Task: Repeat the lines of the listing below exactly, starting at the line that contains "point: man wearing" and running through the last line, both included, and only those.

## BEGIN Data excerpts

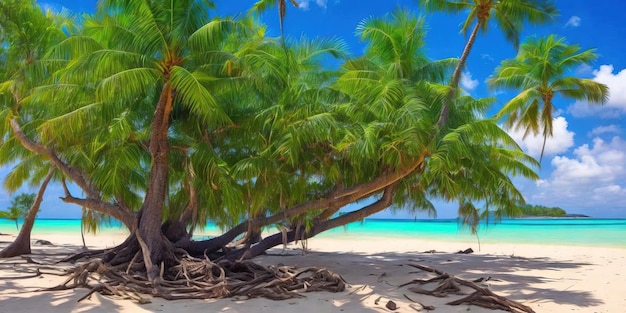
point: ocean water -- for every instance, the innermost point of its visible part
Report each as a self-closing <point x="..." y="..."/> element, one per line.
<point x="554" y="231"/>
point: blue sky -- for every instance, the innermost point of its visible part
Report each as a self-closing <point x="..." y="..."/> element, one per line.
<point x="584" y="166"/>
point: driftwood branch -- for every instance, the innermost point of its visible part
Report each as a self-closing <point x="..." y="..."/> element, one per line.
<point x="450" y="284"/>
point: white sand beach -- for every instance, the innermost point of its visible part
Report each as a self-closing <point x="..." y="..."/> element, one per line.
<point x="545" y="278"/>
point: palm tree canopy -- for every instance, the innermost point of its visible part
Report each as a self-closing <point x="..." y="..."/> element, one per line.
<point x="540" y="71"/>
<point x="509" y="15"/>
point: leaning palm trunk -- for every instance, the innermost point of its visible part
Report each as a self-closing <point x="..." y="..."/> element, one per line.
<point x="456" y="77"/>
<point x="21" y="244"/>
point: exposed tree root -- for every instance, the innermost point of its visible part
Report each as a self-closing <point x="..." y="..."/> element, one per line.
<point x="195" y="278"/>
<point x="481" y="296"/>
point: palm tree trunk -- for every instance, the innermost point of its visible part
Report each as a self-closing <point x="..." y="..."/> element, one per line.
<point x="21" y="244"/>
<point x="151" y="216"/>
<point x="456" y="76"/>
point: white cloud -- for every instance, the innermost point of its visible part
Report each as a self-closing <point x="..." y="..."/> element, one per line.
<point x="573" y="21"/>
<point x="304" y="5"/>
<point x="321" y="3"/>
<point x="467" y="82"/>
<point x="560" y="142"/>
<point x="615" y="106"/>
<point x="606" y="129"/>
<point x="593" y="178"/>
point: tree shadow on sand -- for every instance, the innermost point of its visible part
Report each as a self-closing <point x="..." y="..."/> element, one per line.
<point x="373" y="280"/>
<point x="527" y="280"/>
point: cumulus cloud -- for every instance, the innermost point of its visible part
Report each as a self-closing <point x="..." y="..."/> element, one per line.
<point x="615" y="106"/>
<point x="606" y="129"/>
<point x="304" y="5"/>
<point x="560" y="142"/>
<point x="467" y="82"/>
<point x="594" y="176"/>
<point x="573" y="21"/>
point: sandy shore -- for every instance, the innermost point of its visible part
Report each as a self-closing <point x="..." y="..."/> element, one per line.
<point x="546" y="278"/>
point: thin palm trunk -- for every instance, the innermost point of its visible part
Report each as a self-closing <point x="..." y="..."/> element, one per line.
<point x="456" y="76"/>
<point x="21" y="244"/>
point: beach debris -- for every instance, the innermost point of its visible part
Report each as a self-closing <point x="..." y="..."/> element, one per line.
<point x="391" y="305"/>
<point x="482" y="279"/>
<point x="482" y="297"/>
<point x="466" y="251"/>
<point x="421" y="305"/>
<point x="195" y="278"/>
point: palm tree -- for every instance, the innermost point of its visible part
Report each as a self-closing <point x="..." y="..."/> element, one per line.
<point x="26" y="33"/>
<point x="263" y="5"/>
<point x="19" y="207"/>
<point x="509" y="16"/>
<point x="540" y="72"/>
<point x="148" y="63"/>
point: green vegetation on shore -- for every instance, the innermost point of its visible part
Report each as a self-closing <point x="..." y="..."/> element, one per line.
<point x="166" y="115"/>
<point x="544" y="211"/>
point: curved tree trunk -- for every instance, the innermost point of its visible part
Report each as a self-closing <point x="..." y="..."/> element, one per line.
<point x="21" y="244"/>
<point x="456" y="76"/>
<point x="149" y="233"/>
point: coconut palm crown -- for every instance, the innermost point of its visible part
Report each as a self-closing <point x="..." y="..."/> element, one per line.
<point x="540" y="72"/>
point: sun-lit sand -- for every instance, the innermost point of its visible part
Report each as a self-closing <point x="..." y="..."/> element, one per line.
<point x="546" y="278"/>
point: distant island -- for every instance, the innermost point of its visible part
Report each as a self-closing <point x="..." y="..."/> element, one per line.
<point x="530" y="210"/>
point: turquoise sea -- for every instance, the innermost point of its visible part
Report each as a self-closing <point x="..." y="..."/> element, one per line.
<point x="554" y="231"/>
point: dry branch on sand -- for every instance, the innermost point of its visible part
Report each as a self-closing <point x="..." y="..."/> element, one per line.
<point x="195" y="278"/>
<point x="450" y="284"/>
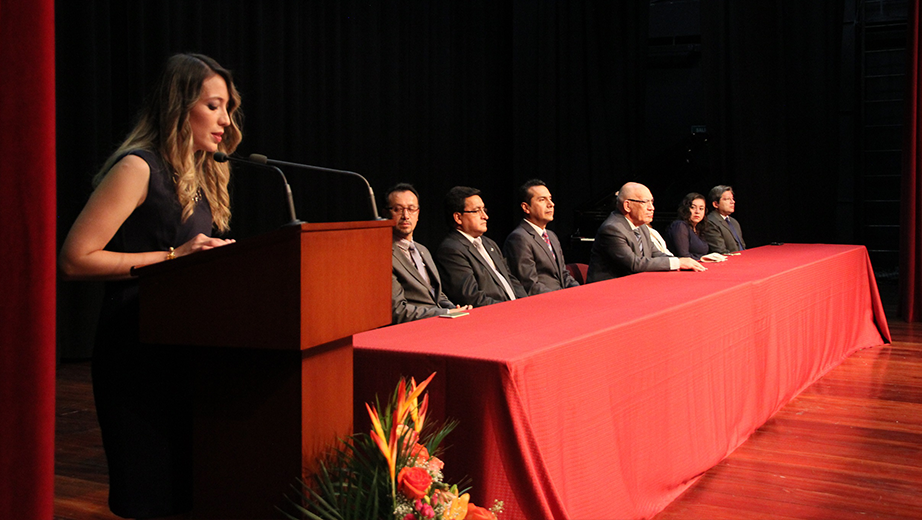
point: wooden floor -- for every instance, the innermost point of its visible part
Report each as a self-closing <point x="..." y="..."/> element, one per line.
<point x="848" y="447"/>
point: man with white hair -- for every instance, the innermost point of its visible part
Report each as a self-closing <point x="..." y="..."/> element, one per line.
<point x="622" y="244"/>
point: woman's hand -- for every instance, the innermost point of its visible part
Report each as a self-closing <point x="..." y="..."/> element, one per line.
<point x="200" y="243"/>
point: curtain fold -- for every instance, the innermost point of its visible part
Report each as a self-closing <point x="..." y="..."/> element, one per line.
<point x="911" y="193"/>
<point x="27" y="277"/>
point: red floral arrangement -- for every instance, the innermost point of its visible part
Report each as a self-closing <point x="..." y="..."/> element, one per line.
<point x="391" y="472"/>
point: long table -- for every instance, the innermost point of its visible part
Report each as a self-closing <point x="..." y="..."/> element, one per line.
<point x="607" y="401"/>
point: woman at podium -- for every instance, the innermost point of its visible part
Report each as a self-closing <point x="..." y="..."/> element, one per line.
<point x="159" y="196"/>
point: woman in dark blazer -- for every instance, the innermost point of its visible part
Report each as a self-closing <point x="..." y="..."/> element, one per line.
<point x="684" y="237"/>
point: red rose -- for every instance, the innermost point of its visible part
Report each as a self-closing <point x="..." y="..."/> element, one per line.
<point x="419" y="452"/>
<point x="414" y="482"/>
<point x="479" y="513"/>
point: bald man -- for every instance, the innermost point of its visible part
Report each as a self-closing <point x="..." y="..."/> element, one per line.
<point x="622" y="245"/>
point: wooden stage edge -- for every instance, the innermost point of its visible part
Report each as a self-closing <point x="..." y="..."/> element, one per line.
<point x="850" y="446"/>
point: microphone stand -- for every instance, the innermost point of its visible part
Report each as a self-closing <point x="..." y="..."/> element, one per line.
<point x="223" y="157"/>
<point x="262" y="159"/>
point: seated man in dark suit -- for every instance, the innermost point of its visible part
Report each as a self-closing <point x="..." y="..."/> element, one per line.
<point x="723" y="233"/>
<point x="416" y="290"/>
<point x="622" y="244"/>
<point x="533" y="251"/>
<point x="473" y="266"/>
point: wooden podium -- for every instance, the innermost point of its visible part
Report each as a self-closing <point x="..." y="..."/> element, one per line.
<point x="269" y="322"/>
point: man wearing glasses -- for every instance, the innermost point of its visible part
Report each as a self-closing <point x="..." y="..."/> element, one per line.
<point x="723" y="233"/>
<point x="622" y="245"/>
<point x="416" y="290"/>
<point x="475" y="271"/>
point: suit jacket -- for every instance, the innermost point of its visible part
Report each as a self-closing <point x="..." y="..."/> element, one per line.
<point x="469" y="280"/>
<point x="410" y="296"/>
<point x="615" y="251"/>
<point x="718" y="235"/>
<point x="532" y="263"/>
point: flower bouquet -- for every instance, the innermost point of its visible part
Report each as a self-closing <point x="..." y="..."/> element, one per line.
<point x="391" y="472"/>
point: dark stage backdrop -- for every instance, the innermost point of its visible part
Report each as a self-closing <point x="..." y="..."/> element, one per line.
<point x="771" y="77"/>
<point x="911" y="217"/>
<point x="475" y="92"/>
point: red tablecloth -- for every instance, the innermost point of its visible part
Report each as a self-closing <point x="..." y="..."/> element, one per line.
<point x="606" y="401"/>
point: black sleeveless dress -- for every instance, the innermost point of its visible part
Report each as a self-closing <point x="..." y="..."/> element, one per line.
<point x="142" y="391"/>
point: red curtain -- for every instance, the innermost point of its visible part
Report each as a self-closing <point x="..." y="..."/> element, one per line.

## END Data excerpts

Task response:
point: man wearing glasses -- for every instance, the innermost point of its visible part
Report each as a self-closing <point x="..." y="..."/> element, one per line.
<point x="723" y="233"/>
<point x="622" y="245"/>
<point x="416" y="290"/>
<point x="475" y="271"/>
point: suit jacket -- for every instance, the innermost point of its visible part
Report each as a self-closing <point x="..." y="..."/> element, one per line.
<point x="469" y="280"/>
<point x="410" y="296"/>
<point x="615" y="251"/>
<point x="718" y="235"/>
<point x="532" y="263"/>
point: flower bouquet -- for every instance, the innermost point of its visible part
Report each as a self-closing <point x="..." y="..."/> element, one per line.
<point x="391" y="472"/>
point: dark stage backdrop -- for every instance, the innermost point of its visible part
Report each as a self-closing <point x="..." y="..."/> element, one per line.
<point x="771" y="77"/>
<point x="911" y="217"/>
<point x="475" y="92"/>
point: red tablecloth -- for every instance, the innermost point of its visible part
Report each as a self-closing <point x="..." y="..."/> element, one per line.
<point x="606" y="401"/>
point: black sleeveless dress -- for every instance, the innermost point of its visible part
Report each as a self-closing <point x="..." y="..."/> element, one per line.
<point x="142" y="391"/>
point: red curtain -- for every instance, the innermost point of its visible part
Report each as a self-closing <point x="..." y="..."/> element, one per line.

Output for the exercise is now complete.